Salin kata demi kata bagian kutipan dokumen tentang alat PCR kumur BioSaliva, mulai dari bagian yang memuat "Produk itu diharapkan" dan berhenti setelah "penanganan pandemi corona.".

*Kutipan Dokumen*
· · · · · · ·

JAKARTA – PT. Bio Farma telah mengembangkan alat PCR dengan metode kumur bernama BioSaliva.
Mungkin ini bisa jadi solusi bagi kamu yang sudah mulai bosan karena acap dites PCR dengan cara dicolok hidung atau tenggorokannya.
Produk tersebut telah mendapatkan izin edar dari Kemenkes pada 1 April 2021.
Produk itu diharapkan bisa meningkatkan tracing dengan mengedepankan kenyamanan pada pengambilan sampel terutama untuk anak-anak dan kelompok lanjut usia (lansia).
Direktur pemasaran PT. Bio Farma, Sri Harsi Teteki, mengatakan alat ini bisa menjadi salah satu alternatif bagi Kemenkes di tengah banyaknya barang impor dalam penanganan pandemi corona.

· · · · · · ·

*Kutipan Butir*
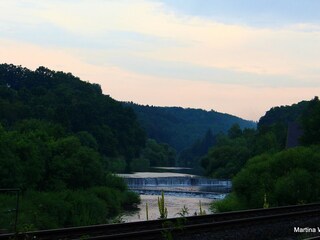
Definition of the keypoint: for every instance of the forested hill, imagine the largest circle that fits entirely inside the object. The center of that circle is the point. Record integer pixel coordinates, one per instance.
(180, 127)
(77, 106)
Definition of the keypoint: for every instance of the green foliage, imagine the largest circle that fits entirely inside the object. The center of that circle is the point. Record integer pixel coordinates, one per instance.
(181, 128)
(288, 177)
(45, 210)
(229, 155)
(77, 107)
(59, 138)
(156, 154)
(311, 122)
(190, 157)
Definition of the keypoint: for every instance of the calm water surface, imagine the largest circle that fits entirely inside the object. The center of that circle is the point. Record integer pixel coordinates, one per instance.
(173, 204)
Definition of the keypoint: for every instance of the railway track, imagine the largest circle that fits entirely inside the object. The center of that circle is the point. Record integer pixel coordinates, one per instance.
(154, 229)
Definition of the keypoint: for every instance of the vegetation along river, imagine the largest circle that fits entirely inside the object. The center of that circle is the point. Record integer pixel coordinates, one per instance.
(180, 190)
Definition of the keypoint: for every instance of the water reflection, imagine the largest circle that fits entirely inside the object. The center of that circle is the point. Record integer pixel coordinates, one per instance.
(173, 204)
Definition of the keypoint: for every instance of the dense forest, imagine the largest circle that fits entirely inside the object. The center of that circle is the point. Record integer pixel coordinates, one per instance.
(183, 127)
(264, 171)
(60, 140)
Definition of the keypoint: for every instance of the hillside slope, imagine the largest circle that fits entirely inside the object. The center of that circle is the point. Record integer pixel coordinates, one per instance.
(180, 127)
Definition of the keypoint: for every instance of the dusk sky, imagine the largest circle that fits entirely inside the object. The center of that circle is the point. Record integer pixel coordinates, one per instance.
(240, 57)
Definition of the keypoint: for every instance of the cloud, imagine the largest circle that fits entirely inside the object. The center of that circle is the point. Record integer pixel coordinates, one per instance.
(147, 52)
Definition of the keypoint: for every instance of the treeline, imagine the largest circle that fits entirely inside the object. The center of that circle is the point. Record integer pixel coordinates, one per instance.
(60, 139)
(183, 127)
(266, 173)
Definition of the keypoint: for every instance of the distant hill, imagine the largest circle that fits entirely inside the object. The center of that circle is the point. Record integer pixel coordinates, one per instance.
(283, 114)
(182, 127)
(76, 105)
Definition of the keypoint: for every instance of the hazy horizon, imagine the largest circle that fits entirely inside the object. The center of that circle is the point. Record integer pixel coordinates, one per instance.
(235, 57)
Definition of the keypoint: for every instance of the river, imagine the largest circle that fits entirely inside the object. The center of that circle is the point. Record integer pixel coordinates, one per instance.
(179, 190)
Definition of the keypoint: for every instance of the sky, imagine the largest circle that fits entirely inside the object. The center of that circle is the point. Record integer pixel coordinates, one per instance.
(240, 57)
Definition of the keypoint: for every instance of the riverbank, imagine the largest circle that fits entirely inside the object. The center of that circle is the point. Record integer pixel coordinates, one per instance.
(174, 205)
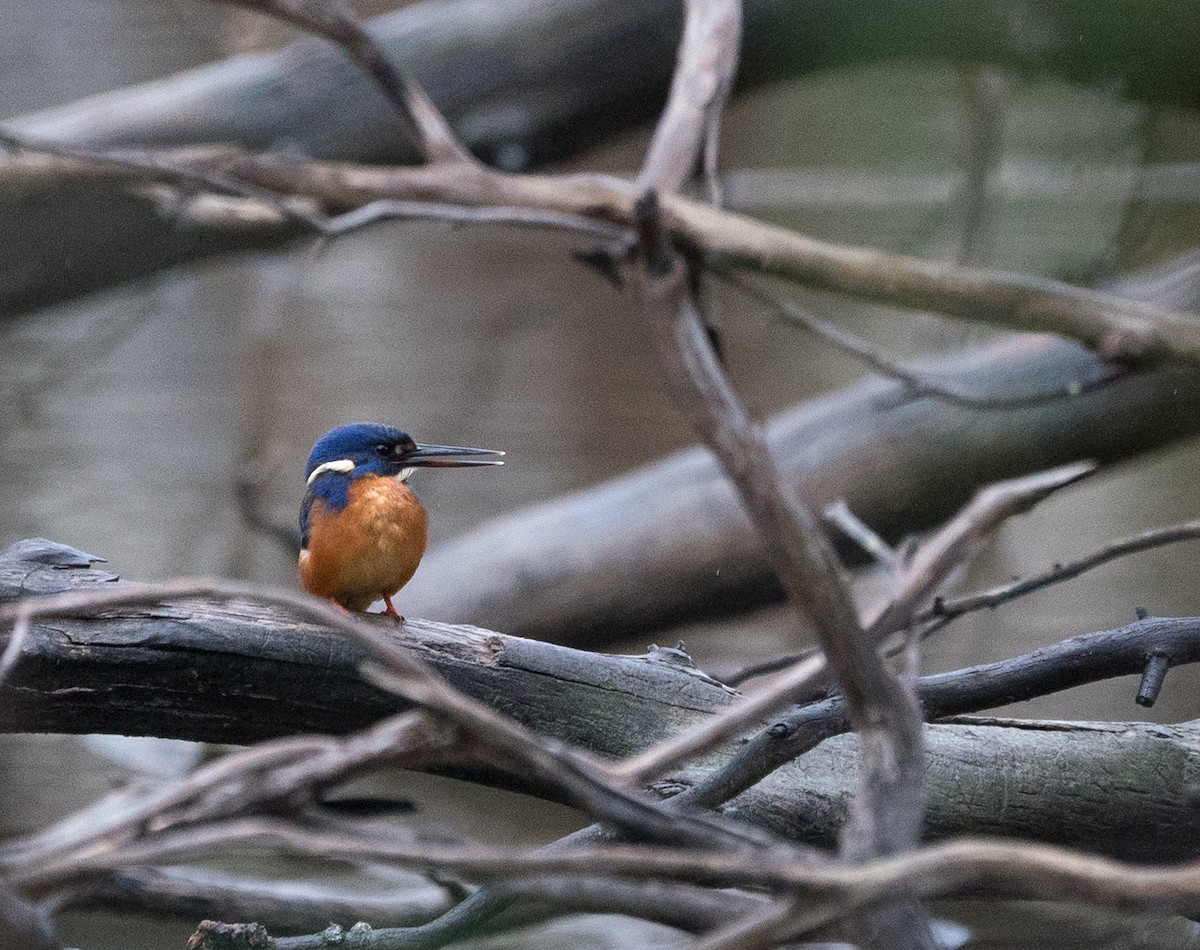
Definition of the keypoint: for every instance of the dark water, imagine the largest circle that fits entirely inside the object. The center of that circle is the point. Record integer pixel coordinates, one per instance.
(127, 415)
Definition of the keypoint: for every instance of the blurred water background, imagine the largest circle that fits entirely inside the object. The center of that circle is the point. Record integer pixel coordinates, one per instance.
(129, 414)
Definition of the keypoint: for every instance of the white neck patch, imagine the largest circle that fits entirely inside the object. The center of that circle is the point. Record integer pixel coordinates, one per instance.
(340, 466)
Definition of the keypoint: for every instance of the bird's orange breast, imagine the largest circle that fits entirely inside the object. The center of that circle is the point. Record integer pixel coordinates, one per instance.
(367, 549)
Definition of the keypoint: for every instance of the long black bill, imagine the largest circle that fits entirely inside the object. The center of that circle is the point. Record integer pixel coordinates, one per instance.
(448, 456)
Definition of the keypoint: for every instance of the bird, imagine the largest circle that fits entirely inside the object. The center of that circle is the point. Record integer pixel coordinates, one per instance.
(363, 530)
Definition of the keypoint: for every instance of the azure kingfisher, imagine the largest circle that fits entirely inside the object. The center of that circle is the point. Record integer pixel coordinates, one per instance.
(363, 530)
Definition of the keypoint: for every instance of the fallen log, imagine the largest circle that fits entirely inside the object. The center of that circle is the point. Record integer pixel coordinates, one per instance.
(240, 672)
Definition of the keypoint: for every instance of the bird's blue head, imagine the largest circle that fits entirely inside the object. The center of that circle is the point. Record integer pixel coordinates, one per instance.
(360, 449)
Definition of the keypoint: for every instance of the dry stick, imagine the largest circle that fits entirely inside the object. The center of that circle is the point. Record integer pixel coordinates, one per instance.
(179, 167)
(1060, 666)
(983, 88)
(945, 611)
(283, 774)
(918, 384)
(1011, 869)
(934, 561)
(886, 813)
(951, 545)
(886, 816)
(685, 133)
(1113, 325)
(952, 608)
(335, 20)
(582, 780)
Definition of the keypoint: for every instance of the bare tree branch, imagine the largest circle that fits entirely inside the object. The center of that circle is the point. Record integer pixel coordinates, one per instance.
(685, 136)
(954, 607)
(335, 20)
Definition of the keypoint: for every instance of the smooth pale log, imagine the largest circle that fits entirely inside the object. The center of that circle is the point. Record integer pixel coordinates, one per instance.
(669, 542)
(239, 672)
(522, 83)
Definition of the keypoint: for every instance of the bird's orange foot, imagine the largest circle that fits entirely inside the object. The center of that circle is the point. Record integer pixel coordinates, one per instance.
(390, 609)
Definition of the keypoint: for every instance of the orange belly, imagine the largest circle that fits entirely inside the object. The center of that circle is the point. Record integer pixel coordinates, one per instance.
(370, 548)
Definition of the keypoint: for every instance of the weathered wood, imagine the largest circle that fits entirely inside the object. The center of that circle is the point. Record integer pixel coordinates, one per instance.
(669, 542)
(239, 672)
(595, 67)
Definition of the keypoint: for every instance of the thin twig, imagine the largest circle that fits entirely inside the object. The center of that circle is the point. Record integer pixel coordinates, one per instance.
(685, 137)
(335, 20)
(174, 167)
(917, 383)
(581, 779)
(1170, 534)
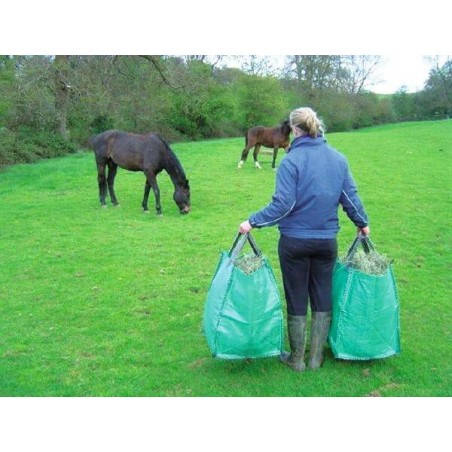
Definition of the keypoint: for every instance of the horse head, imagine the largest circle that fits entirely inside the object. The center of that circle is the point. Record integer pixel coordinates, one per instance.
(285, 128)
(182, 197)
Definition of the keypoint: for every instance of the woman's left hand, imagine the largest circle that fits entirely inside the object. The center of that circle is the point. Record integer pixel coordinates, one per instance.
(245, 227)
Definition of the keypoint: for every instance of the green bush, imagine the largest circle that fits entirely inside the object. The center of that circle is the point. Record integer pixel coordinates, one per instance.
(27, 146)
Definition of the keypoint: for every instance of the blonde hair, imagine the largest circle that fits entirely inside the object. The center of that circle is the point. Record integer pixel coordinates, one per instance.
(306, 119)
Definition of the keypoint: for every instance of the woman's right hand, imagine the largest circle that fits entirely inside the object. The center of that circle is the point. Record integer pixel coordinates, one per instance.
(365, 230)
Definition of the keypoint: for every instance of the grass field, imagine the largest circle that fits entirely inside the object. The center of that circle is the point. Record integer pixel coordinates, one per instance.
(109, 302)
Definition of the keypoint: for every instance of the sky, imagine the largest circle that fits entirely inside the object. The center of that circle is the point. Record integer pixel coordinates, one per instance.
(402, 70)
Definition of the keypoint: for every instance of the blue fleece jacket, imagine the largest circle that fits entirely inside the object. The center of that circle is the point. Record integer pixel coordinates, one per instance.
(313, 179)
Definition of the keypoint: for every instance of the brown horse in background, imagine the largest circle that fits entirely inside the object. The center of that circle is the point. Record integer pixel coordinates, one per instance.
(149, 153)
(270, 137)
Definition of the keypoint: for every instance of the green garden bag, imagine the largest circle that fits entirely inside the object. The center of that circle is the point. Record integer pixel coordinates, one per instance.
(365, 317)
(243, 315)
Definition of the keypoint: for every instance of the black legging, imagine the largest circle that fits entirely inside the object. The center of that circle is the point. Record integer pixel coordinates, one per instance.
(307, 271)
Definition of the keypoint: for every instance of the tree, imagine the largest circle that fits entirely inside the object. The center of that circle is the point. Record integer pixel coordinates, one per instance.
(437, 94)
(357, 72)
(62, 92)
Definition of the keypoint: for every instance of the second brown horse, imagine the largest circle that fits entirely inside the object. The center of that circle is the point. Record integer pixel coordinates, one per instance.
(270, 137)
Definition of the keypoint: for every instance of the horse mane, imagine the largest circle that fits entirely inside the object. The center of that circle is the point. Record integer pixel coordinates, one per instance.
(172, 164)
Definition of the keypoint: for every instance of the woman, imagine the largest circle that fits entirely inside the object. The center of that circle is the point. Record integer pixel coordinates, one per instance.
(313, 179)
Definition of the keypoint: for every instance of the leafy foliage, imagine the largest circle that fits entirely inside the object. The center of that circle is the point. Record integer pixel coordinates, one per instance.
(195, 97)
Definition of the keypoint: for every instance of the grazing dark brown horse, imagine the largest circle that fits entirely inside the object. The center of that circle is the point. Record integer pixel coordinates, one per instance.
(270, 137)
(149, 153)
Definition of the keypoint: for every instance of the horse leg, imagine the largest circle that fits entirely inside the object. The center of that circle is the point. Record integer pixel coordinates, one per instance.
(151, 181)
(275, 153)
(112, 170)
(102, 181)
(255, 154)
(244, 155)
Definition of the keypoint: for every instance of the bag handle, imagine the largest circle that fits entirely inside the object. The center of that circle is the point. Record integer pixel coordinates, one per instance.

· · · · · · ·

*Jawaban Tugas*
Produk itu diharapkan bisa meningkatkan tracing dengan mengedepankan kenyamanan pada pengambilan sampel terutama untuk anak-anak dan kelompok lanjut usia (lansia).
Direktur pemasaran PT. Bio Farma, Sri Harsi Teteki, mengatakan alat ini bisa menjadi salah satu alternatif bagi Kemenkes di tengah banyaknya barang impor dalam penanganan pandemi corona.